Efe: Sen Ermeni Muhipleri Cemiyeti mütevellisisin. Seni kaale almam. Sanasaryan diye belki Ermeniler diyordur ama ben safkan bir Türk solcusu olarak orada yattığımda da çıktığımda da Sansaryan dedim. İmza: Öz Be Öz Türk Efe.”
***
Enişte [Efe, ve’den sonra virgül kullanılmasına takılınca]: “Sen öyle san canımın içi. Hiç, üslup özelliği diye bişey duymuş muydun? Ve ile virgül bal gibi birlikte kullanılır ve özellikle dikkat çekmek için kullanılır canımın içi. Ayrıca, evli barklı hanımlara mesaj atmaya utanmıyor musun? Bir husus daha: Sana amma koymuş la, senin yanlış(lar)ını düzeltmiş oluşum! Nası da sabretmişsin siperde bekleyip! Ama, yazımı dikkatle okumuş olman bu iki günahını da biraz affettirmektedir… Ses! Seeeeees! Alooooo!”
Efe: “Oğlum, virgül ile ve’yi bir arada kullanma saçmalığı yerine üslup zerafetini daha iyi sağlayacak yöntemi bilmiyorsun. Ben Feyhan kardeşime anlattım. Çok meraklıysan ona sor. Tire işareti işte bu işler içindir. Bilmiyorsan öğren. Benimle ilgili cümlelerine gelince. Ben ne hata yaparım ne de yanlış. Yani hata, kusur, yanlıştan münezzehim. O yüzden, yazdıkların benim için yok hükmündedir. Aloo, Seeessss filan diye de beni taciz etme. Ülke ve dünya sorunlarını düşünüyorum. Ayrıca bu “canımın içi”ler çok calib-i dikkat!”
Enişte: “Efem, çok üzülüyorum ama yazdıkça batıyorsun. Zerafet diil zarafet, zarif’ten. Sen Allah bilir zürefa’yı da zürafa biliyondur! Sen her zaman haklısın deyiver bitsin: ‘İtaat Et, Rahat Et’ – Bülent Arınç. İmza: Damarsız Enişte.”
Efe: “Anlaşıldı. En iyisi bundan böyle seninle mesafeli bir ilişki kuracağım. Ben Feyhan’la sohbet ederim. İzin verir de ona yazdıklarımı görüp okuyabilirsen istifade edersin. İmza: Her Daim Tevazu Olup Mütavazı Gösteren Efe.”
Enişte: “Efem, hele son cümlen RTE’yi bile susturacak türdendi, kalbi^ tebrikler sana! (Şapka cepte başka türlü konulamıyor, hemen atlama!)”
Efe: “O son cümle kusur arayan sazanlar için yazıldı ve sazan oltaya geldiiiiii… İmza: Zalim Efe.”

*Alıştırma Bölümleri*:
**A.** Efe ile Enişte'nin yazışmasında Efe, virgül ile "ve"yi birlikte kullanmak yerine hangi işaretin kullanılmasını söylüyor?
**B.** Efe ile Enişte'nin yazışmasına devam edin.

*Verilen Malzeme*:
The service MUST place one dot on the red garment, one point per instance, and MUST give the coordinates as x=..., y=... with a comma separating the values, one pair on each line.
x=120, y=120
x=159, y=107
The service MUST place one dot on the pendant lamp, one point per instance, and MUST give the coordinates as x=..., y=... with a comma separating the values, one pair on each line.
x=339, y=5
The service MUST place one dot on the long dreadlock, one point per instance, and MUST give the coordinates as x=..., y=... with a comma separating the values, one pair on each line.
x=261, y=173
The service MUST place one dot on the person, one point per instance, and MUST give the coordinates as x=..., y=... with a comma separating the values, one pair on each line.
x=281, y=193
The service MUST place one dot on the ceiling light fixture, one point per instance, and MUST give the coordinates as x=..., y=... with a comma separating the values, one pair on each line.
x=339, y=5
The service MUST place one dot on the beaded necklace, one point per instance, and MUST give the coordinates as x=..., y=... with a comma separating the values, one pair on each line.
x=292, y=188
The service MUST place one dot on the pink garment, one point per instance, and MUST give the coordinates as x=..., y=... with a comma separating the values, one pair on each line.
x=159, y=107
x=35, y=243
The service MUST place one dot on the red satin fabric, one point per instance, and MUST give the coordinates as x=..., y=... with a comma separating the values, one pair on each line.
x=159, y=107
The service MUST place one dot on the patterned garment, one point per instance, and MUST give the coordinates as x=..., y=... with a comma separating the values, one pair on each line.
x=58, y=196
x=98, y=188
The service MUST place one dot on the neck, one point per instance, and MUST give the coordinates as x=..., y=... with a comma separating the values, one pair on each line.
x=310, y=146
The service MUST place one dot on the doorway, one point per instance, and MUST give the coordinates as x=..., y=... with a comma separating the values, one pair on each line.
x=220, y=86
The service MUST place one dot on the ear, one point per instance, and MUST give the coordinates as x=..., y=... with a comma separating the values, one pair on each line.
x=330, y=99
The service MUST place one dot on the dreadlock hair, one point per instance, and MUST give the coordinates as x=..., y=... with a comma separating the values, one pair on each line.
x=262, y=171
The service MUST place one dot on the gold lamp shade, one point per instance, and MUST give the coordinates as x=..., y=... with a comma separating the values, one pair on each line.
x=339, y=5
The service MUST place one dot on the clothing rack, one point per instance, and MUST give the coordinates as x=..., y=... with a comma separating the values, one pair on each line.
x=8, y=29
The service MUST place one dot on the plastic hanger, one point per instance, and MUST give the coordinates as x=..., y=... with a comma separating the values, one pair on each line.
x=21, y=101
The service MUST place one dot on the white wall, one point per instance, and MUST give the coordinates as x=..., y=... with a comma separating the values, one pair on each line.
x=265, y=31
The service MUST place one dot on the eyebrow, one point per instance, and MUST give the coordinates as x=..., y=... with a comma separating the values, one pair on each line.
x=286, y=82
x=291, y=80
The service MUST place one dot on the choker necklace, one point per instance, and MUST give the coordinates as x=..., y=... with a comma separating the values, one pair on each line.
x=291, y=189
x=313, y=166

*Beklenen Çıktılar*:
**A.** Tire işaretinin.

**B.**
Enişte: “E vallahi, bu kaa olur!”
Efe: “Sana mutahhap olmamaya karar verdim. Oya ‘yemek hazır’ diye içeriden talimat verdi. Maalesef bu üst düzey sohbetten ayrılmak zorundayım.”
Enişte: “Kılıbık koca!”
Efe: “Bir “ruh-ül Kudüs” var idi, şimdi bir de “ruh-ül habis” çıktı başımıza. Yüce rabbim, Feyhan kardeşime benden ders alıp yeni yıla girerken güzel sözler fısıldayacak bir koca nasip eylesin.”
Enişte: “Hemen Feyhan’a gönderiyorum ki senin dersini bizzat versin!”
***
Efe: “Eniştem, evin terasından otelin damına, oraya bura zıplayıp amatör muhabirlik yapıyorsun anladık. Ama heyecandan Feyhan kardeşimi unuttuysan, güvenliģini sağlamadıysan fena yaparım haberin olsun. 😈👽😈👽😈😈”
Enişte:” Emoji listen yetersiz.”
Efe: “Niyeymiş o? Al: ❤️❤️❤️”
***
Efe: “Biz bu ay sonu Ada’ya intikal etme kararı verdik. Burda kalıp beton ve asfalt seyredip egzos koklamaktansa Ada bir cennet. Paraya kıyıp kalorifer de taktıracağız. Keşki siz Bodrum’a giderken Ada üstünden geçseniz. Hem kestirme bir yol olur hem de biricik Efe ile ruberu (^^ bunları yerine sen koyuver) sohbet etme fırsatı çıkar.”
Enişte: “Hakikaten yahu. Marmara Adası tarikiyle gidersem Ankara-Bodrum yolu kısalır. Odamızı hazırla!”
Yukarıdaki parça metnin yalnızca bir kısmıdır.